**RECORDS TO USE**:
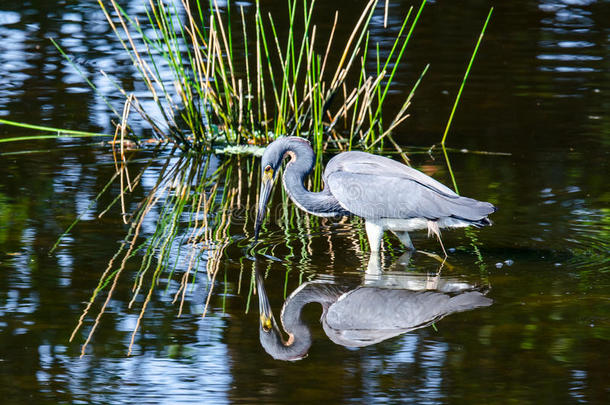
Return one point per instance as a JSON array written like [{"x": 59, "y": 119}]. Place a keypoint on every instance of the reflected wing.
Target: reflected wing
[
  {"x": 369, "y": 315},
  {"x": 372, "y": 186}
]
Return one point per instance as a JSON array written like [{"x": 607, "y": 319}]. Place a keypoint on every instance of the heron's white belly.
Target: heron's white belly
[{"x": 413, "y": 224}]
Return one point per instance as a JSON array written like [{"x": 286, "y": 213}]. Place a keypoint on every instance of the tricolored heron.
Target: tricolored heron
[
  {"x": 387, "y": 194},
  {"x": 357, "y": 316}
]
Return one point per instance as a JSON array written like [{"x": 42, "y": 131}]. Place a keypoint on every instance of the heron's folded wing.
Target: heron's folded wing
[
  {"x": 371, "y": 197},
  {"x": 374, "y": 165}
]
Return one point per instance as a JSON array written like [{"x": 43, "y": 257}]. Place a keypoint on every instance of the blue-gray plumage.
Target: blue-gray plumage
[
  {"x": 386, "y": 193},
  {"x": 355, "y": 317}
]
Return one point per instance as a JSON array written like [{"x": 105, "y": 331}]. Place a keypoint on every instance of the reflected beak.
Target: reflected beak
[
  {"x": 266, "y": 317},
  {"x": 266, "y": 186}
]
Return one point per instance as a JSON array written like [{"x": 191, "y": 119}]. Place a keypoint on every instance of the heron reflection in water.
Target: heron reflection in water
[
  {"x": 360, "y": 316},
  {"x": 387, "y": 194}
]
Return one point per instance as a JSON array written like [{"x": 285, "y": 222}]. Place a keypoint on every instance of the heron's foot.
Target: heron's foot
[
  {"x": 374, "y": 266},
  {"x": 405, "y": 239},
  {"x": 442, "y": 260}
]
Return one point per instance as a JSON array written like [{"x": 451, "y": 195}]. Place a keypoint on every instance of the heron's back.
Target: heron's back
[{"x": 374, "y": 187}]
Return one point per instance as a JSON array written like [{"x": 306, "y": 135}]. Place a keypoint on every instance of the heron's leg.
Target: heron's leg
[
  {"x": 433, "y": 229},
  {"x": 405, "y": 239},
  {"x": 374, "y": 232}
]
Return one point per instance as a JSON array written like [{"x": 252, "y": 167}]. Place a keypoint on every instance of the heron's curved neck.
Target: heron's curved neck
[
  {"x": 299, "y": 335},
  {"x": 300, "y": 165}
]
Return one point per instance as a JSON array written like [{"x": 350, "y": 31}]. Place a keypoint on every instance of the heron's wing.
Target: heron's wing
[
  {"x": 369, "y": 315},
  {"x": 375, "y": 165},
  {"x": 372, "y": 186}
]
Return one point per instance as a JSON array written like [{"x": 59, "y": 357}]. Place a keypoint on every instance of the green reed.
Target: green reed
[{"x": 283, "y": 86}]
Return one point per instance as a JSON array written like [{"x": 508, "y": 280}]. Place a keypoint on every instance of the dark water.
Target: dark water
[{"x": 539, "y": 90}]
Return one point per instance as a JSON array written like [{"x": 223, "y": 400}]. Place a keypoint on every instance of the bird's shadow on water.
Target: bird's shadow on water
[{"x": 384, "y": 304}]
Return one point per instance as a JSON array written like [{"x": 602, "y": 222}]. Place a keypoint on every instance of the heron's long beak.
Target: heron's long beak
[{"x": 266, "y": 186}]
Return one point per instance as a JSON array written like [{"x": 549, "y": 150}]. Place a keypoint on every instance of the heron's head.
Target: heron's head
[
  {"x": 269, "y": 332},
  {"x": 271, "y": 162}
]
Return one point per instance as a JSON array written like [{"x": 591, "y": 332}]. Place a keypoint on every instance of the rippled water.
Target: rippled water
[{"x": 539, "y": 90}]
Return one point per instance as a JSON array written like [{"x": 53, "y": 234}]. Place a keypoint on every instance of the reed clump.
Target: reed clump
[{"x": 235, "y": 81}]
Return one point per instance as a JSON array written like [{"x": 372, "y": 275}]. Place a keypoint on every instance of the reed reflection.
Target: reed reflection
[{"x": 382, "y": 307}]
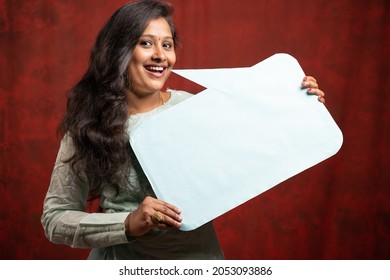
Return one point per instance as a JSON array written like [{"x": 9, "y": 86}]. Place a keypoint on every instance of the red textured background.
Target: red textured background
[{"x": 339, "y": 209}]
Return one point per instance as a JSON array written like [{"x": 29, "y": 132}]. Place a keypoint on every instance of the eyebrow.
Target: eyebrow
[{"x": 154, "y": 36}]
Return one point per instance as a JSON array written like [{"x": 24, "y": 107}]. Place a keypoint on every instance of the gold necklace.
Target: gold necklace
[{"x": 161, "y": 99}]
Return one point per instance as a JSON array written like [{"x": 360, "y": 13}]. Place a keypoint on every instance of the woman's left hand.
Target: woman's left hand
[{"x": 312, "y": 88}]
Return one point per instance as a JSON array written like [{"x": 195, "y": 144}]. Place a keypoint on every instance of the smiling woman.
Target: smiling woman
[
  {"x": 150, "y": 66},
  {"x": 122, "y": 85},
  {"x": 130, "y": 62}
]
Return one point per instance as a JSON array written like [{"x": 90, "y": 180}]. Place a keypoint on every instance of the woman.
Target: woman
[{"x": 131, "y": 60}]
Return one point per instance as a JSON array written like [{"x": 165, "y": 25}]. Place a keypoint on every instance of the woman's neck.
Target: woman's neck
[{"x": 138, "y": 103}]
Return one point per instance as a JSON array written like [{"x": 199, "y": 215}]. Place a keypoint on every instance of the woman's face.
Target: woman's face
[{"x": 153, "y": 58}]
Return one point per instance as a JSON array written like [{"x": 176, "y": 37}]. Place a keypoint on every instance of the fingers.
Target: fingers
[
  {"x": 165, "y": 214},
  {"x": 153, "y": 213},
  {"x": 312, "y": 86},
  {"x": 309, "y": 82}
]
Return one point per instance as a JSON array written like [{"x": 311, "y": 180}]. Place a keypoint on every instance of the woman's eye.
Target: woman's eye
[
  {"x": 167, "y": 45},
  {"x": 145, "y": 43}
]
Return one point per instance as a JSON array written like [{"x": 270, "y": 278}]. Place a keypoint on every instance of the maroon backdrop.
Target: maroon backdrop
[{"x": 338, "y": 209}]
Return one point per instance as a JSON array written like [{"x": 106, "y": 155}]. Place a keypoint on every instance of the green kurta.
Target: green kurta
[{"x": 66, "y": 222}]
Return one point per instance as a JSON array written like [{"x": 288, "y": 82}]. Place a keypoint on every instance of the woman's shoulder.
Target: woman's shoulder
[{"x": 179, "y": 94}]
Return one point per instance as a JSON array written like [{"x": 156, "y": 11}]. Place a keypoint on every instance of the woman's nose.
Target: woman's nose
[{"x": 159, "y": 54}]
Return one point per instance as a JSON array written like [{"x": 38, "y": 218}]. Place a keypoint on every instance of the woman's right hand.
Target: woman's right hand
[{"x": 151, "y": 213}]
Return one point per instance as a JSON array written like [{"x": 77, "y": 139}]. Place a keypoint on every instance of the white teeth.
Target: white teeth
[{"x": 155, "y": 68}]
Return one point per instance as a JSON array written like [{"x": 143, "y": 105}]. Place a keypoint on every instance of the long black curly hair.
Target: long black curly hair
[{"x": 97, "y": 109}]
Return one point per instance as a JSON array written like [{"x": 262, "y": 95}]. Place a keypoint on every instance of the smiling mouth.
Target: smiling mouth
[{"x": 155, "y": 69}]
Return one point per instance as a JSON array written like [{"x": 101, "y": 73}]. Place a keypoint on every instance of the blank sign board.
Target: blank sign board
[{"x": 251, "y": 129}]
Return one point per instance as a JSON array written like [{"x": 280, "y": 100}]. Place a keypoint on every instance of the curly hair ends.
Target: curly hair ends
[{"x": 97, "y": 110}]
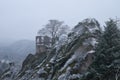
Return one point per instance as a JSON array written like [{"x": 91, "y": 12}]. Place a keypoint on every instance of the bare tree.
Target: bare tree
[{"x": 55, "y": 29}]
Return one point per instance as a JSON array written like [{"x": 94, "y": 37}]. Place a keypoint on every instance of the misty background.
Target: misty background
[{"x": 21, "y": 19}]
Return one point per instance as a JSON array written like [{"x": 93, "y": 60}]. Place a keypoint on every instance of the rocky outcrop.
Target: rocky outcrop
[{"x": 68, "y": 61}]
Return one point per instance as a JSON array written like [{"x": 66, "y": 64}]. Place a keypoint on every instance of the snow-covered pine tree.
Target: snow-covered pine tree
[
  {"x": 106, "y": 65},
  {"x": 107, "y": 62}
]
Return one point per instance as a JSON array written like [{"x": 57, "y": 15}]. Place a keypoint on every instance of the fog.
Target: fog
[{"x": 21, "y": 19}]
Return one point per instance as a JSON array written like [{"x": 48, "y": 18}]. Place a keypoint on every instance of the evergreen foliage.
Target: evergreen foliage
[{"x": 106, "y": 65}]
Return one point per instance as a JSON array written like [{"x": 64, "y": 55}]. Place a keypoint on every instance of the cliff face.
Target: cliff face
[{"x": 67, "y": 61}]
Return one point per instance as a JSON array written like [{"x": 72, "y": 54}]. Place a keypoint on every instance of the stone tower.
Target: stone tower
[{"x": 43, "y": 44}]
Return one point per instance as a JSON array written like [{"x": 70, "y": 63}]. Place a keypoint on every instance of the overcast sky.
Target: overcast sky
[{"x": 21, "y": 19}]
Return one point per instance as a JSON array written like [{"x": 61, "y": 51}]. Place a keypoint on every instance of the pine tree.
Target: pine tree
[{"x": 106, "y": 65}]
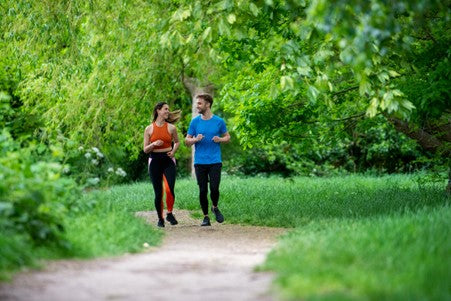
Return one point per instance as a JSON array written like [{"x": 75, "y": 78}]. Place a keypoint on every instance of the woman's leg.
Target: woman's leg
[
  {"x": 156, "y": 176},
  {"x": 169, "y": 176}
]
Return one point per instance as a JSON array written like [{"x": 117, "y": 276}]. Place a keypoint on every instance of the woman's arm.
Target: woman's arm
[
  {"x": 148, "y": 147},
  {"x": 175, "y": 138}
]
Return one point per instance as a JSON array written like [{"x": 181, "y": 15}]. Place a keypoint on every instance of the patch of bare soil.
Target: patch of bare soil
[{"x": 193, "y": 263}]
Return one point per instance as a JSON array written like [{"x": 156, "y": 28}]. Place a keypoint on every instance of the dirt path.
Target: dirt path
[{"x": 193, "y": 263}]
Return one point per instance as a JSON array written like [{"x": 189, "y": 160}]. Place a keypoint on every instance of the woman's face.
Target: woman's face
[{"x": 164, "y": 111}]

**EXERCISE**: Beginning with the line containing "the bare tree." in the material above, copy every line exactly until you have copied the line containing "the stone tower.".

**ANSWER SPACE**:
Return one point per instance as a JSON array written like [{"x": 91, "y": 12}]. Place a keypoint on every instance of the bare tree.
Target: bare tree
[{"x": 55, "y": 29}]
Return one point per instance as a JSON array written like [{"x": 94, "y": 37}]. Place a keypoint on every instance of the misty background.
Target: misty background
[{"x": 21, "y": 19}]
Return one point per instance as a JSON array written like [{"x": 93, "y": 60}]. Place a keypoint on every instance of the rocky outcrop.
Target: rocky outcrop
[{"x": 68, "y": 61}]
Return one point per instance as a JSON array written like [{"x": 66, "y": 64}]. Place a keypoint on every instance of the snow-covered pine tree.
Target: snow-covered pine tree
[
  {"x": 106, "y": 65},
  {"x": 107, "y": 62}
]
Return one point per instance as a JSON array written like [{"x": 57, "y": 15}]. Place a keypoint on every instance of the fog.
Target: fog
[{"x": 21, "y": 19}]
Return one point per instance as a JSON array written like [{"x": 48, "y": 18}]. Place a keypoint on every instance of the evergreen foliage.
Target: evergreen foliage
[{"x": 106, "y": 65}]
Return one point per instance as a JSON array written like [{"x": 64, "y": 55}]. Place a keypoint on every instance of the cliff face.
Target: cliff face
[{"x": 67, "y": 61}]
Return one point per instance as a JSON array written like [{"x": 72, "y": 54}]. Place a keypoint on every instance of the stone tower.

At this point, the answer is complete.